(Natural language region descriptions)
= = = =
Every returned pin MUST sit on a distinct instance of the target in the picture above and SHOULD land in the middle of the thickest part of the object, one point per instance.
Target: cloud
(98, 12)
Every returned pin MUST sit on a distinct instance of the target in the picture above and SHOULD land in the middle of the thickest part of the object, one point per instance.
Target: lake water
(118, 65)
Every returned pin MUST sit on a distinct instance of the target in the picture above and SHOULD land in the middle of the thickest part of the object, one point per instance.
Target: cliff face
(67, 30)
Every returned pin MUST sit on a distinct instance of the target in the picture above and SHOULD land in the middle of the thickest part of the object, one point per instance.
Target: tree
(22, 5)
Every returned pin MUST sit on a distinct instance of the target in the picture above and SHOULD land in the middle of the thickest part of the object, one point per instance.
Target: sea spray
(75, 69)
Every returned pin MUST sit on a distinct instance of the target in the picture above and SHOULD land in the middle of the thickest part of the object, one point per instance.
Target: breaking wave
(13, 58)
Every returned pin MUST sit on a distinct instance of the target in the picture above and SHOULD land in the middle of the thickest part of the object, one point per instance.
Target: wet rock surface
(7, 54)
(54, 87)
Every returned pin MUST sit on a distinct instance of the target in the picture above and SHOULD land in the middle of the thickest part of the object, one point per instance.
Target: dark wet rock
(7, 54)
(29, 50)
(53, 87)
= = = =
## Your goal
Recopy all the entries faithfully, leaving none out.

## Task answer
Every returned pin MUST sit on a distinct instance of the target in the picture above and SHOULD land in the middle of the thickest part of the object, one point per instance.
Target: cloud
(98, 12)
Every returned pin MUST sit on a distinct instance of the target in the picture above and SHOULD land in the middle of the thickest part of the object, one point per instance.
Target: lake water
(118, 65)
Every returned pin MUST sit on a distinct instance of the target in the picture above and SHOULD land in the middle of the thickest part of the object, one point per instance.
Target: cliff face
(67, 30)
Every returned pin MUST sit on a distinct instance of the target in the picture above and SHOULD land in the middle of the thickest part of the object, one point per instance.
Target: tree
(22, 5)
Every returned pin MUST sit on a distinct instance of the target in the picture above and SHOULD land in the middle of the thickest part of the object, one point per instance.
Target: sea spray
(75, 69)
Every returned pin MUST sit on a distinct instance of the target in the picture above and SHOULD land in the middle of the thickest part of the object, one point per instance.
Target: breaking wave
(13, 58)
Every returned pin MUST sit on a distinct instance of the target in the picture above and SHOULD land in the middle of the thickest part of the object, one point per instance.
Target: wet rock surface
(7, 54)
(54, 87)
Every returned pin MUST sit on a distinct instance of the target in the picture above and SHOULD land in the middle of the thickest part of the object, one point per instance.
Target: dark wet rock
(7, 54)
(29, 50)
(53, 87)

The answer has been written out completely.